» Requirements:
Could you reproduce all of the records below, requests included, shifting every x and y coordinate in the answers by adding 4 to it?

[Extracted material start]

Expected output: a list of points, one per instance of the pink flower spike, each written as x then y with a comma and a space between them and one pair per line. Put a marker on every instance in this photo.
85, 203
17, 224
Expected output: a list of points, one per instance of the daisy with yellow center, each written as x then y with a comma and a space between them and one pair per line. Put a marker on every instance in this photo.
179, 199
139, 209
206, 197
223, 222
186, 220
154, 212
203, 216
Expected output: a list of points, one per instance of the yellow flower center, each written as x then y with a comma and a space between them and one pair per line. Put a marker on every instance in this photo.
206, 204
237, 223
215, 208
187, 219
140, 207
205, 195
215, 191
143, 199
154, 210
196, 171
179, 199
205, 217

[Extracted material end]

» Written answer:
Expected output: a list of points, one per instance of the pink flower spike, each written as x then y with a comma and a space between them and one pair per line. Put a marker on every instance in this photo.
89, 207
21, 228
Expected output: a list of points, one per instance of the daisy with yellow center, each written as x then y with a comma and a space between them and one pair per line. Put a marker on every instance in this photo.
183, 203
143, 213
210, 201
227, 226
190, 224
158, 216
207, 220
Expected output: a list of points, one per instance of the yellow flower center, each written as x then y with a comma and a space between them and one pair per line. Put a marker on every instance in this photo.
210, 208
241, 227
219, 212
191, 223
144, 211
209, 199
219, 195
147, 203
158, 214
200, 175
183, 203
209, 221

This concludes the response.